▸ **WHAT YOU HAVE TO DO**: Images are to be dropped; everything else in the entries below must be copied exactly.

↓

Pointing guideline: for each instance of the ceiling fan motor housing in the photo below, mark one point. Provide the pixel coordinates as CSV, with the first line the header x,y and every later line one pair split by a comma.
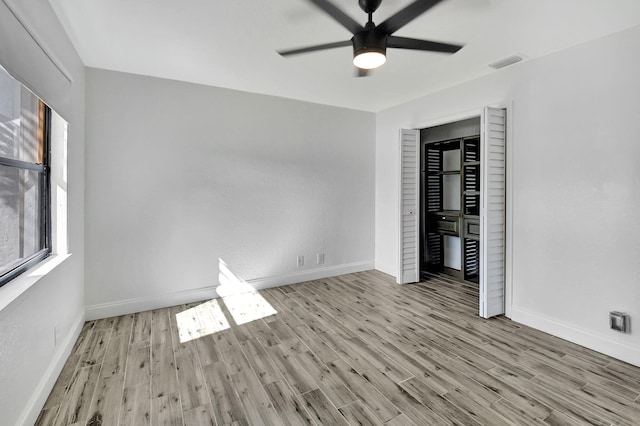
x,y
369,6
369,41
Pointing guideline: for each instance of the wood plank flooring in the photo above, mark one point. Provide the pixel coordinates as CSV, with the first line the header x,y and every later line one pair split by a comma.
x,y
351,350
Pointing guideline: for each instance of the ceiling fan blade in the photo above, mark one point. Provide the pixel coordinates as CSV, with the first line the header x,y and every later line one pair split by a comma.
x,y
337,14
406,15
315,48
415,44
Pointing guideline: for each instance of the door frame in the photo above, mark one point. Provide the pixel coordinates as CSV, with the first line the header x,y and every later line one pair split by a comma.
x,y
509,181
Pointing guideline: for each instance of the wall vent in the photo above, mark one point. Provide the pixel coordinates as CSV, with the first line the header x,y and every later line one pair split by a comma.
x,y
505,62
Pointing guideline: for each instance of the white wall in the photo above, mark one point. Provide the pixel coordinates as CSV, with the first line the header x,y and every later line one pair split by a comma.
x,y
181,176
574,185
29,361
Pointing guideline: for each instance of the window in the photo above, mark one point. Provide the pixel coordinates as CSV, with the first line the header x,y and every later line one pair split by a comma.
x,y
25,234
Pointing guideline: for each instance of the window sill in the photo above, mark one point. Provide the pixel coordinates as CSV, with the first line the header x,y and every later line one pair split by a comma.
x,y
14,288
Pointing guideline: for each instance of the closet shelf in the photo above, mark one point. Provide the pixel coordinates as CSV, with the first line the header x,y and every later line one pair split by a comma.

↑

▸ **SOLUTION**:
Pointing guideline: for each instance of the ceiling fan motor housing in the photo below, mark one point. Provide the pixel coordinates as CSV, with the first line the header x,y and every later line one pair split by a comma.
x,y
369,6
369,41
Pointing guideline: for each instance of the wood plank flooring in the photo above, mark one point. Provide the pixel coordinates as CSV, with the first line the header x,y and every later line one pair split by a comma.
x,y
351,350
Pointing guideline: for each instance of the ceiling fan blade in the photo above, mark one point. Provide the pixel coordinates as CSV, with the first line the header x,y and every later line one pair split by a comma.
x,y
337,14
406,15
315,48
415,44
Pointing guideline: for each instance of the door frame in the photo above, mark one point. Provide the pixel coordinates as CSV, with the first line the header x,y and every later line one pair split by a comma.
x,y
509,181
Pointing guideline: for each instance of the wall vent in the photo above, mark one point. Provide the pixel coordinates as CSV, with the first line the header x,y and every later line one pair split by a comma.
x,y
505,62
Pointing guideline: for each instance of the white wall in the photo above, mark one point. Provide the pixel coordinates as CSV, with the first line the header x,y and every later line one pair split by a comma.
x,y
181,176
574,185
29,361
Pointing guideline: for each instance of the window in the photo above, mark one point. Provide the pixel coordinates as CSV, with the first line the header x,y and every later line one pair split by a comma.
x,y
25,234
Pointing guideline: for each instance of the window sill in the photo above, mark one point. Provide the pixel coordinates as CSV, with the first line the header x,y and every later line one pair split by a comma.
x,y
14,288
Pointing guideline: for each instance of the closet shelf in the photo above, mark one point. Provide the pixel coordinates as CSV, with the first line the header x,y and every later line one pair split by a comma.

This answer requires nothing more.